## CONSIGNE
Dans l'entretien avec François Boulo, recopiez le passage qui commence par "François Boulo est" et va jusqu'à "recueillis par Kévin Boucaud-Victoire.", en substituant "Caen" à "Rouen".
------ EXTRAIT DU TEXTE ------
François Boulo est avocat et porte-parole des gilets jaunes de Rouen.

Dans "La ligne jaune", livre qui porte le même nom que la plateforme en ligne qu’il a fondée, François Boulo revient sur les gilets jaunes et leurs motivations. Presque un an après les débuts du mouvement, entretien avec "l'avocat des gilets jaunes".

Propos recueillis par Kévin Boucaud-Victoire.


Marianne : Quelles sont les ambitions du livre La ligne jaune et de la plateforme du même nom ?

François Boulo : Le but du manifeste est de donner des arguments aux gilets jaunes et d’éclairer toutes les personnes qui ont, à un moment où un autre, été sympathisantes du mouvement – et elles sont extrêmement nombreuses, puisque le soutien a presque atteint 80% – et ne l’ont suivi que sous le prisme des médias traditionnels. J’essaie de montrer la réalité dans son ensemble. Les médias se sont appliqués à mettre l’accent sur les faits divers racistes, homophobes ou antisémites et sur les violences des manifestants, afin de les discréditer. Il y avait des cortèges de dizaines de milliers de personnes dans tout le pays. Pourtant, la télévision ne montrait que la poubelle qui brûle.
------ DONNÉES ------
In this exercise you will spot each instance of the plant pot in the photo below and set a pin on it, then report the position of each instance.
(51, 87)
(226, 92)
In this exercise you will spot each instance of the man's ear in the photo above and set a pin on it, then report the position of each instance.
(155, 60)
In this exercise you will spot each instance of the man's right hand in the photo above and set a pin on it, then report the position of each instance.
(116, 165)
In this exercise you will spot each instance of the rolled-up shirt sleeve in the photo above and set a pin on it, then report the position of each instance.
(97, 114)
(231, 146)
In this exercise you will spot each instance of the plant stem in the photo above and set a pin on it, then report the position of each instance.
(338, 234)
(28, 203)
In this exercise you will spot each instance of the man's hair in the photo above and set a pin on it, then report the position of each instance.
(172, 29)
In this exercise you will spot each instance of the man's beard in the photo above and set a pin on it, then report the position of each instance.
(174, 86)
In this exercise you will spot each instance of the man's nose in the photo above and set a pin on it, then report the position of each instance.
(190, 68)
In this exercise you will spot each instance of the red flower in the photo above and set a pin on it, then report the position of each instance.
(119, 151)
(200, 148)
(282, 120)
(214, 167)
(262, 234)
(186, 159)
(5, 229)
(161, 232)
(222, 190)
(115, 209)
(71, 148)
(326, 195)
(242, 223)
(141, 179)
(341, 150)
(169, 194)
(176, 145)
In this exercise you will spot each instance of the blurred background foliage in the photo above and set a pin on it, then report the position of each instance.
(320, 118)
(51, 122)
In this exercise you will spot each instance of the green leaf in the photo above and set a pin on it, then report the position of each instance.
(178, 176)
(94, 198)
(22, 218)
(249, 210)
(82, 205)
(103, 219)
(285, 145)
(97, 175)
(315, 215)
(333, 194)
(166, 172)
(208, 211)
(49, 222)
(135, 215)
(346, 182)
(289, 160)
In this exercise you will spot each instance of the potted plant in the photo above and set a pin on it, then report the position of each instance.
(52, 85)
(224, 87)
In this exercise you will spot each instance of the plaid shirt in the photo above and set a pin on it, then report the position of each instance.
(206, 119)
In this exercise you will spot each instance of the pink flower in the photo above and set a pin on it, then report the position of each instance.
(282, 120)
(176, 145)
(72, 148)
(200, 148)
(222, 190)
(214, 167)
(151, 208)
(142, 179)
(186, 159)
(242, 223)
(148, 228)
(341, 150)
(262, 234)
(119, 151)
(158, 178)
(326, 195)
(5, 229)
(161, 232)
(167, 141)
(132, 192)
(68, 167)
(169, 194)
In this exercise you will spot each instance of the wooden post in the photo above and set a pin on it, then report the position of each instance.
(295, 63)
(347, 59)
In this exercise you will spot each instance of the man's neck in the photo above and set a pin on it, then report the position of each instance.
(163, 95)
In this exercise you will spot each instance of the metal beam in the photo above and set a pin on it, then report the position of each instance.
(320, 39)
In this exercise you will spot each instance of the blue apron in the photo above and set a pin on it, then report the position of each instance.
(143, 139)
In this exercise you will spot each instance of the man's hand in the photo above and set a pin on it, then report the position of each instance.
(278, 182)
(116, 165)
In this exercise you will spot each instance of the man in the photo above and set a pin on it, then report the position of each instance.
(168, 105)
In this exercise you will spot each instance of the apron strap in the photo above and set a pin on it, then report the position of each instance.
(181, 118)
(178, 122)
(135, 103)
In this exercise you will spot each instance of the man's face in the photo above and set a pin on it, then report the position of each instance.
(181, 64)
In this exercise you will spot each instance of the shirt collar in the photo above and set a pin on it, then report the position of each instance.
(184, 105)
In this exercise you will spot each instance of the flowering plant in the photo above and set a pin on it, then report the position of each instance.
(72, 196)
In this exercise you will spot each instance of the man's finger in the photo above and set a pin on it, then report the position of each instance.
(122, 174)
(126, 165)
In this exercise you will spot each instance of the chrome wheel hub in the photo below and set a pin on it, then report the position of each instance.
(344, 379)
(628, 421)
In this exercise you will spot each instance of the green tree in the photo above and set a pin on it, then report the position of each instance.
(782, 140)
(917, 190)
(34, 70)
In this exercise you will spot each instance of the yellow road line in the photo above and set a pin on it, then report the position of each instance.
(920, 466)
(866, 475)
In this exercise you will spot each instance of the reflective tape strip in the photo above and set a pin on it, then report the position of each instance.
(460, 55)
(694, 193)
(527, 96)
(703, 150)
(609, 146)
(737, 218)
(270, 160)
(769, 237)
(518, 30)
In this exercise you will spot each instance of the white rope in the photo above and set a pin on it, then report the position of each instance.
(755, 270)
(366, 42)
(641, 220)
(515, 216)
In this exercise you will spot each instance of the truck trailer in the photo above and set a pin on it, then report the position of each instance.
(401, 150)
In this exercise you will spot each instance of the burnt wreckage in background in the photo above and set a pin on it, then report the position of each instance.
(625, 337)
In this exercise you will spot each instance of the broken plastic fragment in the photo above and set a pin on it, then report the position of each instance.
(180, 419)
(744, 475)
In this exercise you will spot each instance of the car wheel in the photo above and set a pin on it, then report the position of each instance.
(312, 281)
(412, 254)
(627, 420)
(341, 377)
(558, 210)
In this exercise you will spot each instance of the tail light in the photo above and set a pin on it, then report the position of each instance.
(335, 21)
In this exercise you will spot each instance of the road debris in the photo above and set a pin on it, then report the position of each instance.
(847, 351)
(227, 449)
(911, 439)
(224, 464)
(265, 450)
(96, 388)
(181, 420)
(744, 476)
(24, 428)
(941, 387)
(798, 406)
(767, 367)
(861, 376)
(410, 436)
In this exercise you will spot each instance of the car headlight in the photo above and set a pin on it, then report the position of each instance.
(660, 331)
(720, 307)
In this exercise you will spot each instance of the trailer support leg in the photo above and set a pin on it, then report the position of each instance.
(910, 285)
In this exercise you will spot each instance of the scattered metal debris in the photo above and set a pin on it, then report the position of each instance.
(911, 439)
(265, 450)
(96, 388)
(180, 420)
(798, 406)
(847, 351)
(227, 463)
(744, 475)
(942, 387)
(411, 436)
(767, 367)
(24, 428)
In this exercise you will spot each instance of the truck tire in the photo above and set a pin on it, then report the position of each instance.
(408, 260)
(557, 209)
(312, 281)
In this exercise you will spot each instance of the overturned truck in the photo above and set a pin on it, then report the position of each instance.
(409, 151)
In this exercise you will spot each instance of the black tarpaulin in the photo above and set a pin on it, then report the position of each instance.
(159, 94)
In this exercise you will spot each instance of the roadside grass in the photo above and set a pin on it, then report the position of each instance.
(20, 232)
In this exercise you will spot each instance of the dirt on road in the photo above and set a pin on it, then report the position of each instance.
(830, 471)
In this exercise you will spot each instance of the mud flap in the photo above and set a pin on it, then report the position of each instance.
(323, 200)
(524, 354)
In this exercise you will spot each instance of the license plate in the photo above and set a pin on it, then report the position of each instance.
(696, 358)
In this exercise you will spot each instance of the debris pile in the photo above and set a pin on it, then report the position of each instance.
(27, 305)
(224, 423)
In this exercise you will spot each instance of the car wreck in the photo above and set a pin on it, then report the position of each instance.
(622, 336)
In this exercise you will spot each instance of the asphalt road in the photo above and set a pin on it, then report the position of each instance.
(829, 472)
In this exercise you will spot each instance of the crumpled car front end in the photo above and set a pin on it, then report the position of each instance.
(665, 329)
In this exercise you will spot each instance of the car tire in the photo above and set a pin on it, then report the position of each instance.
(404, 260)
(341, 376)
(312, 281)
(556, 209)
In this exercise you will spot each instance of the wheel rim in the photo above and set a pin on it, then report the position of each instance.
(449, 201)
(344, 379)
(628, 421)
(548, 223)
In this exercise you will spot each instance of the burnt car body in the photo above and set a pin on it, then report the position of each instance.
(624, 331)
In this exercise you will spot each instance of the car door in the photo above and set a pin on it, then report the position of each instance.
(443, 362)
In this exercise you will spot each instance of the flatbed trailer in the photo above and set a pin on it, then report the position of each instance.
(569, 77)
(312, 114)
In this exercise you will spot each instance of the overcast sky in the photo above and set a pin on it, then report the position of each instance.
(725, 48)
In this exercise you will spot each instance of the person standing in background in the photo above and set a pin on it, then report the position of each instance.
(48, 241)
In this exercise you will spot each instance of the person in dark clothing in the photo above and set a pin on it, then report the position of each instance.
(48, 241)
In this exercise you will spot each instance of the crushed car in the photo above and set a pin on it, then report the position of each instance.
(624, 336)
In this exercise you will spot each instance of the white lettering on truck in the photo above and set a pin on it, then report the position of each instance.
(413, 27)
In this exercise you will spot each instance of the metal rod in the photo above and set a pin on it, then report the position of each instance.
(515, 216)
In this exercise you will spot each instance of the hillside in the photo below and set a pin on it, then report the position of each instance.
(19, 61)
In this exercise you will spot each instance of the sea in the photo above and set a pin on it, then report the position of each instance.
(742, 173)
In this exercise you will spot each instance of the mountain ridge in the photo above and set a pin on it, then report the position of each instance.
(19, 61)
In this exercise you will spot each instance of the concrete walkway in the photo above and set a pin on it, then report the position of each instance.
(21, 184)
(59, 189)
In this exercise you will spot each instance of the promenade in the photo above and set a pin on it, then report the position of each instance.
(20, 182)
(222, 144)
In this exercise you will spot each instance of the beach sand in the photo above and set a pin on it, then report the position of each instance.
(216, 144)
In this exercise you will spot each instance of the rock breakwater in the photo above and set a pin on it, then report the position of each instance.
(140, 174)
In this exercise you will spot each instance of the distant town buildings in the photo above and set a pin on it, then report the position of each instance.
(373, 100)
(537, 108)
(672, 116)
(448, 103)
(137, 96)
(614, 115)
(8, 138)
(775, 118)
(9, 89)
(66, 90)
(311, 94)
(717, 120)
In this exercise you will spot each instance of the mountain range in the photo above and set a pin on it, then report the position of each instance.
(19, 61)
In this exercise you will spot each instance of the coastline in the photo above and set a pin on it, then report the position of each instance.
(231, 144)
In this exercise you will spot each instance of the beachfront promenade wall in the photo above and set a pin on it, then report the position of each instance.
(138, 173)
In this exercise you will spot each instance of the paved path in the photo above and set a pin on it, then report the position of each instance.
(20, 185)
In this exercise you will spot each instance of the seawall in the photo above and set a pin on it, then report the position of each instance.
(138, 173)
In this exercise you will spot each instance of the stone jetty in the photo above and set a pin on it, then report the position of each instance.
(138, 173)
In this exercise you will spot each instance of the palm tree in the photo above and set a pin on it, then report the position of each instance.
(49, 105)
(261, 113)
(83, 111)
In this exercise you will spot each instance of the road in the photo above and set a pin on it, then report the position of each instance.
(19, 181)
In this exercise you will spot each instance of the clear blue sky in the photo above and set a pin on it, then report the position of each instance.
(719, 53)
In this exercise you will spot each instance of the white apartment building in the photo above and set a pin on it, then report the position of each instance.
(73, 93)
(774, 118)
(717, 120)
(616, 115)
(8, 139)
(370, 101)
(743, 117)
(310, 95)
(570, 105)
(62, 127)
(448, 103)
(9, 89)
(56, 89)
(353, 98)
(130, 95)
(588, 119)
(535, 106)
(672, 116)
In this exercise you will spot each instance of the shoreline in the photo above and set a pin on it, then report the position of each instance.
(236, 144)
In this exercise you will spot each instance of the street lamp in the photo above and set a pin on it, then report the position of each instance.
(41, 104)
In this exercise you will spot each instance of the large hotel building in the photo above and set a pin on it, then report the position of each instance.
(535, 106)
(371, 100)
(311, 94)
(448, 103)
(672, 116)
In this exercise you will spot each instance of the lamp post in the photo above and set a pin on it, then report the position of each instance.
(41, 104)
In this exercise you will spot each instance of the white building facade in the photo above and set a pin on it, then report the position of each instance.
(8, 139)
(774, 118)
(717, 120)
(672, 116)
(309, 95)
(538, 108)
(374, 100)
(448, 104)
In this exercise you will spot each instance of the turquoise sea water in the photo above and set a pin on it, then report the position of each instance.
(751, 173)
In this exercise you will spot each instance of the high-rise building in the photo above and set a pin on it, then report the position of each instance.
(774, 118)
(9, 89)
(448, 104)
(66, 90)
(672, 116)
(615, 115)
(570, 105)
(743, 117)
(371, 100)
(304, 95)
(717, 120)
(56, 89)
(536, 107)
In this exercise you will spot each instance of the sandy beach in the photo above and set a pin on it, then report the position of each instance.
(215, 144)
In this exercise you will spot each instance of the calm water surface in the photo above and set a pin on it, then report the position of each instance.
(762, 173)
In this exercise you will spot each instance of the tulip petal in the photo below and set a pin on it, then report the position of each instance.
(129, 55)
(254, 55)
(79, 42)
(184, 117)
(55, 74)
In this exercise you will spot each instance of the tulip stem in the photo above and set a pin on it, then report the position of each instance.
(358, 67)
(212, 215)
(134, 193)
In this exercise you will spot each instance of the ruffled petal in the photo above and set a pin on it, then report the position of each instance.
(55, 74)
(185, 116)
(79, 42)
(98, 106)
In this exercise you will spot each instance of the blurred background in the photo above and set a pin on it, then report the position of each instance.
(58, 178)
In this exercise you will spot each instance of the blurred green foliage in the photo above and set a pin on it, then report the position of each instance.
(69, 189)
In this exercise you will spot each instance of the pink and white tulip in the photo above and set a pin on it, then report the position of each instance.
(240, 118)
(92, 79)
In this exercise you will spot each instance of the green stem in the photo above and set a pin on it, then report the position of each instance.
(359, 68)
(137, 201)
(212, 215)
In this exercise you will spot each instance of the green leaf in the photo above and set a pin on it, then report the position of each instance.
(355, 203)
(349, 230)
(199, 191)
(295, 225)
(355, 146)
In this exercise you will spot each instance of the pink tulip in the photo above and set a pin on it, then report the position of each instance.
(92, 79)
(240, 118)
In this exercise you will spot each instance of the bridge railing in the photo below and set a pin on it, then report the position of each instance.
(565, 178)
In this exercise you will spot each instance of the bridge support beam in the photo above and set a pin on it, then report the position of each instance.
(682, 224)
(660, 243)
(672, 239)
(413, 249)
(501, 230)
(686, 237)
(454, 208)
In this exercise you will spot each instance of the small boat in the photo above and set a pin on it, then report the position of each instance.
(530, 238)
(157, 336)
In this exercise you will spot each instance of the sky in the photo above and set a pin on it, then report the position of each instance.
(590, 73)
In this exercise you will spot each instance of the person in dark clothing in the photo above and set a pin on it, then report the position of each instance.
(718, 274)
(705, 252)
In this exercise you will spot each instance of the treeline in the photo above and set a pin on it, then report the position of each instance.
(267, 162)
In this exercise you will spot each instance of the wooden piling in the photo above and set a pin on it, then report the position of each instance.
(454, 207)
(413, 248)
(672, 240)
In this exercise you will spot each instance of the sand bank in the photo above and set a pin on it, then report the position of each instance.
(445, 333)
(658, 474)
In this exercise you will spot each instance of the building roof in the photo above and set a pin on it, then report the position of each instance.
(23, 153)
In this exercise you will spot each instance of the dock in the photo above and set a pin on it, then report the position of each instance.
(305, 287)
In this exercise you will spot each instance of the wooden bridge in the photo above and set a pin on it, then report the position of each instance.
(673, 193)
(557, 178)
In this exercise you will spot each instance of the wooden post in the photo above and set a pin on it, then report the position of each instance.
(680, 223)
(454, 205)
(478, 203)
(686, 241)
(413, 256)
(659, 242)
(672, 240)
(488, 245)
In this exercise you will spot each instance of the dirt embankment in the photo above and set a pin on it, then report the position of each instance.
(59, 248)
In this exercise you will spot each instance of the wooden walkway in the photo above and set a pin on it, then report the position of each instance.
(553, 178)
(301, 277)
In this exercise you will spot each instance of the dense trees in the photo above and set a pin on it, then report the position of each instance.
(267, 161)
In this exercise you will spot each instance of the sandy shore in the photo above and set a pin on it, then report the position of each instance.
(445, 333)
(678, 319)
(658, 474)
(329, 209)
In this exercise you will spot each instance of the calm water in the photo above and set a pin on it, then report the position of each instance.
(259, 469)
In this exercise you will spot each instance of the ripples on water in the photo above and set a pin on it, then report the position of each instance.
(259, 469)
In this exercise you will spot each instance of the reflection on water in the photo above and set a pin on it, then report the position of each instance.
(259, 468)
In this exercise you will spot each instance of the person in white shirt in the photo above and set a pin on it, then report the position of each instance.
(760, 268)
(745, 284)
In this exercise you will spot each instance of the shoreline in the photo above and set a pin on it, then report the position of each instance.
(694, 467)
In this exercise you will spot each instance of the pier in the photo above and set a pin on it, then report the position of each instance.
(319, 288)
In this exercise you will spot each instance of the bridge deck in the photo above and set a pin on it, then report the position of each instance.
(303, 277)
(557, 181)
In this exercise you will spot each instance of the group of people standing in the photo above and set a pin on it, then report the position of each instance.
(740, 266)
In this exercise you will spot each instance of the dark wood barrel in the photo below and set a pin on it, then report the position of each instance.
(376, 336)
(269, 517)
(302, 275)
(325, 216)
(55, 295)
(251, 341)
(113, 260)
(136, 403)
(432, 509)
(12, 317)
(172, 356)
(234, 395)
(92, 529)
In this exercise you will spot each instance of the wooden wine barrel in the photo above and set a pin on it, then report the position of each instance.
------
## RÉSULTAT
François Boulo est avocat et porte-parole des gilets jaunes de Caen.

Dans "La ligne jaune", livre qui porte le même nom que la plateforme en ligne qu’il a fondée, François Boulo revient sur les gilets jaunes et leurs motivations. Presque un an après les débuts du mouvement, entretien avec "l'avocat des gilets jaunes".

Propos recueillis par Kévin Boucaud-Victoire.